### [The problem]
Your job is to restate each entry word for word.

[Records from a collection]
◆ ◆ ◆ ◆ ◆ ◆ ◆
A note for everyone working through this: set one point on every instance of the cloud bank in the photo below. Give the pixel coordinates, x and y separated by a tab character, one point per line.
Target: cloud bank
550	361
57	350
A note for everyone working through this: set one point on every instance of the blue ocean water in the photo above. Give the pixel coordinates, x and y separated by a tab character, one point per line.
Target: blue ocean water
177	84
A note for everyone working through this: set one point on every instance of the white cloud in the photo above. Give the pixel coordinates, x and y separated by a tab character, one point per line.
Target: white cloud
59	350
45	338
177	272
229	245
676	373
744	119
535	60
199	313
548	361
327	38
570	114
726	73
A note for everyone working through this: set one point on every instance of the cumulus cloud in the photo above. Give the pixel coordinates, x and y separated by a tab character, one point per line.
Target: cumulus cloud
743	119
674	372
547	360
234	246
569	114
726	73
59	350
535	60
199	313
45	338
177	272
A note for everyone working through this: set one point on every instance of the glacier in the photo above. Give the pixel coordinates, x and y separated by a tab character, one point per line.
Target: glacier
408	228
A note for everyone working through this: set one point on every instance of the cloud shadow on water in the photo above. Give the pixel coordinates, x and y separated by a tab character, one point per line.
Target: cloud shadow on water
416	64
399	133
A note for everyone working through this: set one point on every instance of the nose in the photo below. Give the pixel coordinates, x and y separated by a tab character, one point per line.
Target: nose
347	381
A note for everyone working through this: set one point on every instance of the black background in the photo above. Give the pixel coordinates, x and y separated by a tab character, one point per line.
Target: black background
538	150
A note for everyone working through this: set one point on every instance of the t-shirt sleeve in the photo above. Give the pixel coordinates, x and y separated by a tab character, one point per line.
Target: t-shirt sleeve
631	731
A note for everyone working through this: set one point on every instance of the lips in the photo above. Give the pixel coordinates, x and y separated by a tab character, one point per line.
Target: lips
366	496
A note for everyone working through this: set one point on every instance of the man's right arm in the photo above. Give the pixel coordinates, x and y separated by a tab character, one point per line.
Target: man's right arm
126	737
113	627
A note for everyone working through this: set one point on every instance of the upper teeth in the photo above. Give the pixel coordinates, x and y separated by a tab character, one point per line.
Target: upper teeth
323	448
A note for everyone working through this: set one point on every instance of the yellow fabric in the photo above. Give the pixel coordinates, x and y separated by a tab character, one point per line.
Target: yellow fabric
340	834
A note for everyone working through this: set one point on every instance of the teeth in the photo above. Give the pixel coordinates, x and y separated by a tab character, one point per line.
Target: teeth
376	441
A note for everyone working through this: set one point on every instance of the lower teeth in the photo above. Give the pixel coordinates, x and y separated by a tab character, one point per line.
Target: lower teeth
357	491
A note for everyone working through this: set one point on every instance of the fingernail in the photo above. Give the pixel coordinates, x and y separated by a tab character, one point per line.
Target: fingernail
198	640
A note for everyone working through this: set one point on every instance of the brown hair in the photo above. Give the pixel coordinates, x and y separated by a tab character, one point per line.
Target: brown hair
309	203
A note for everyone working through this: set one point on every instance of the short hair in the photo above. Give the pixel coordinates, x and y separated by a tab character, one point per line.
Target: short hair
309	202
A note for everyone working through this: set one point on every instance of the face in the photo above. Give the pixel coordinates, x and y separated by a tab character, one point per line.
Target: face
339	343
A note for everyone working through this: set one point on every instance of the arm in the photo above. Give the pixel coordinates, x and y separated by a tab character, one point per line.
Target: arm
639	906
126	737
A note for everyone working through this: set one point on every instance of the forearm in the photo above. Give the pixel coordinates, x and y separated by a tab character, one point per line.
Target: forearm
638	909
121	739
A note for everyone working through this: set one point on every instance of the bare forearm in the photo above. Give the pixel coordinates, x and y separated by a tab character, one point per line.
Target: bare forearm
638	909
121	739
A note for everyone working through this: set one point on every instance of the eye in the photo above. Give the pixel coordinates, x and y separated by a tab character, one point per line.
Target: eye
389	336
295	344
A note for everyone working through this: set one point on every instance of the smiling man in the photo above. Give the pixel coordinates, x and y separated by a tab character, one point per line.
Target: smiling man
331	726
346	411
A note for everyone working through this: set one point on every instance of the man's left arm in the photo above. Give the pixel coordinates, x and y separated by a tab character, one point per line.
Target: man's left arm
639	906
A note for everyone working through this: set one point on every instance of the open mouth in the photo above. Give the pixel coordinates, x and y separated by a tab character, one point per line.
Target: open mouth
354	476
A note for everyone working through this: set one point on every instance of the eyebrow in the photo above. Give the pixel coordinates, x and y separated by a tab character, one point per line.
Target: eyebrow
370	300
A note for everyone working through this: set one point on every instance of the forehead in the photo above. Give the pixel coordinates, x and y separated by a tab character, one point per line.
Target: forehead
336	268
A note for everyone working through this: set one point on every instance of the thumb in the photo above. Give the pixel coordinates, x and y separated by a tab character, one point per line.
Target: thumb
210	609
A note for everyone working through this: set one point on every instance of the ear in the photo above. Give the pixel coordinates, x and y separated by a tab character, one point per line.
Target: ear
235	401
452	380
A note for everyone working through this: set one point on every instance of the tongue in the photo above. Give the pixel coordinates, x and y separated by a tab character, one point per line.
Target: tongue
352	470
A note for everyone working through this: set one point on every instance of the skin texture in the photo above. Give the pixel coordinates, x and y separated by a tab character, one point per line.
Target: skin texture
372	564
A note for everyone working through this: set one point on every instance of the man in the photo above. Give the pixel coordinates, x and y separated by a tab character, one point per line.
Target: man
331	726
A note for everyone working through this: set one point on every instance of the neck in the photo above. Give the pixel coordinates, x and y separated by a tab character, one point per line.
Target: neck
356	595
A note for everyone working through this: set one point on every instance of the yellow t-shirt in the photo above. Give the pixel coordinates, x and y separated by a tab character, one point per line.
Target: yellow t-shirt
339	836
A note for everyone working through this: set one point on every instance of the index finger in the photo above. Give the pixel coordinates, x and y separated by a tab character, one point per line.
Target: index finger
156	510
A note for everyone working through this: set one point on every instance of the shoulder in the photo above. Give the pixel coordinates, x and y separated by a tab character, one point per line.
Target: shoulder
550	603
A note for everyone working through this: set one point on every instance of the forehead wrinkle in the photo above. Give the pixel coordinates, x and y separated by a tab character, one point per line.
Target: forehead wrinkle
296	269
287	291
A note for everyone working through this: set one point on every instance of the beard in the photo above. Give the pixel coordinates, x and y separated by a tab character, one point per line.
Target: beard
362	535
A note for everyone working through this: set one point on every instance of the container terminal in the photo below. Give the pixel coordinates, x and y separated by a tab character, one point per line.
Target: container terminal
◆ ◆ ◆ ◆ ◆ ◆ ◆
### [Final answer]
A note for everyone working through this: set one point on every instance of the cloud bank in the photo below. Give the pixel coordinates, x and y separated by a tab character, one point per line.
Target: cloud bank
550	361
57	350
A note for everyone working through this: set one point on every instance of the blue ocean water in the photo above. Give the pixel coordinates, x and y separated by a tab character, one point per line.
Target: blue ocean water
177	84
A note for everyone working through this: set one point on every instance of the white cloud in the photo above. Give the pixel coordinates, x and y separated by a tab character, one point per line.
Target: white cloud
59	350
45	338
177	272
229	245
676	373
744	119
535	60
199	313
548	361
327	38
570	114
726	73
A note for everyone working through this: set one point on every instance of the cumulus cloud in the photo above. Give the pixel coordinates, x and y separated by a tab character, one point per line.
Target: cumulus cloud
743	119
674	372
547	360
234	246
569	114
726	73
59	350
535	60
199	313
45	338
177	272
A note for everyone working through this: set one point on every instance of the glacier in the photo above. Give the pixel coordinates, x and y separated by a tab character, one point per line.
Target: glacier
408	228
A note for everyone working through this: set one point on every instance of the cloud shadow on water in the photo above. Give the pixel coordinates, x and y separated by a tab character, one point per line.
Target: cloud shadow on water
416	64
399	133
A note for everyone working through this: set one point on every instance of the nose in the photo below. Give the pixel coordinates, x and y separated by a tab character, one point per line.
Target: nose
347	381
A note for everyone working through this: set one point on every instance of the black background in the photo above. Give the pixel coordinates, x and y separated by a tab character, one point per line.
Target: black background
538	150
A note for everyone working through this: set one point on every instance of the t-shirt sleeve in the photo above. Give the pixel coordinates, x and y separated by a tab character, one point per line.
Target: t-shirt sleeve
631	731
A note for everyone working through this: set one point on every instance of the lips in the photo above. Give the pixel coordinates, x and y separated by a tab character, one point per line.
Target: lips
366	496
A note for everyone working through this: set one point on every instance of the man's right arm in the photo above. Give the pixel coordinates, x and y separated by a tab character, one point per line.
Target: man's right arm
126	737
113	627
A note for everyone working through this: set one point on every instance of the upper teeth in the photo above. Give the pixel coordinates, x and y separated by a tab character, one point per line.
Target: upper teeth
323	448
A note for everyone working through this: set one point on every instance of the yellow fabric in the photo above. Give the pixel coordinates, x and y separated by a tab character, one point per line.
Target: yellow fabric
340	834
A note for everyone working through this: set one point on every instance of the teeth in the photo above. Give the pixel coordinates, x and y separated by a tab character, one point per line.
Target: teeth
376	441
A note for everyone working through this: set one point on every instance of the lower teeth in the photo above. Give the pixel coordinates, x and y separated by a tab character, one point per line.
Target: lower teeth
357	491
A note for everyone working through this: set one point on every instance of the fingernail in the photo above. Give the pixel coordinates, x and y separated by a tab character, one point per line.
Target: fingernail
198	640
A note for everyone working through this: set one point on every instance of the brown hair in the photo above. Give the pixel coordinates, x and y separated by a tab character, one point per line.
Target: brown hair
309	203
A note for everyone working through this: set one point on every instance of the short hair in the photo above. Give the pixel coordinates, x and y separated by a tab character, one point per line.
Target: short hair
309	202
A note for everyone working through this: set one point on every instance of the face in the photo above. Give the pixel coordinates, x and y separated by a tab character, one point per line.
Target: face
339	343
A note for everyone working through this: set one point on every instance of the arm in the photo above. Give the pixel coordinates, x and y separated by a tab character, one point per line.
Target: arm
639	906
126	737
A note for everyone working through this: set one point on every instance of the forearm in the photo above. Give the pixel coordinates, x and y separated by a tab character, one point per line.
Target: forearm
638	909
121	739
A note for everyone working through this: set one point on every instance of the bare forearm in the photo above. Give the pixel coordinates, x and y separated by a tab character, one point per line.
Target: bare forearm
638	909
121	739
A note for everyone working through this: set one point on every instance of the eye in the photo above. Give the pixel coordinates, x and y separated by a tab character, one point per line.
Target: eye
389	336
295	344
A note for everyone working through this: set one point on every instance of the smiling man in the photo above. Give the pixel coordinates, x and y separated by a tab character, one point per line.
Target: smiling man
331	726
346	411
A note for everyone working through this: set one point on every instance of the man's left arm in the photo above. Give the pixel coordinates, x and y separated by a tab character, one point per line.
Target: man's left arm
639	906
A note for everyone working through this: set one point on every instance of the open mouth in the photo above. Give the pixel coordinates, x and y separated by a tab character, one point per line.
Target: open mouth
354	476
A note for everyone working through this: set one point on every instance of the eyebrow in the photo above. Give the pixel coordinates, x and y separated by a tab character, one point per line.
Target: eyebrow
370	300
A note for everyone working through this: set one point on every instance of the forehead in the photo above. Give the pixel coordinates, x and y separated by a tab character, one point per line.
Target: forehead
336	268
A note for everyone working through this: set one point on every instance of the thumb in the photo above. Give the pixel coordinates, x and y separated by a tab character, one point per line.
Target: thumb
210	609
A note for everyone working through this: set one point on every instance of the ear in the photo above. Give the pixel coordinates, x and y separated by a tab character, one point per line.
Target: ear
235	401
452	380
A note for everyone working through this: set one point on every instance of the tongue in the photo above. Give the pixel coordinates, x and y separated by a tab character, one point per line.
Target: tongue
352	470
A note for everyone working through this: set one point on every instance of the skin texture in the photo above. Give the pixel coordinates, x and y separated by a tab character, one point per line.
Target: skin texture
372	564
A note for everyone working through this: set one point on every instance of the man in the photo above. Give the pixel coordinates, x and y separated by a tab character, one point per line.
Target: man
331	726
A note for everyone working through this: set one point on every instance of the neck in the photo above. Give the pixel coordinates, x and y separated by a tab character, one point per line.
Target: neck
356	595
A note for everyone working through this: set one point on every instance of the yellow t-shirt in the photo above. Give the pixel coordinates, x and y separated by a tab character, one point per line.
Target: yellow t-shirt
339	836
A note for everyone working through this: set one point on every instance of the index finger in the photo above. Give the pixel coordinates, x and y separated by a tab character, one point per line.
Target: index finger
156	510
A note for everyone working through this: set one point on every instance of the shoulder in the photo above. Give the pixel coordinates, x and y separated by a tab character, one point per line.
Target: shoulder
550	603
A note for everyone working through this: set one point on every instance of the forehead wrinkle in the photo above. Give the pixel coordinates, x and y separated by a tab character, one point per line.
Target: forehead wrinkle
296	269
287	291
A note for everyone working through this: set one point on every instance of the beard in the photo above. Give the pixel coordinates, x and y separated by a tab character, one point per line.
Target: beard
362	535
A note for everyone working through this: set one point on every instance of the container terminal in the photo below. Give the pixel coordinates, x and y separated by a tab character, one point per line.
Target: container terminal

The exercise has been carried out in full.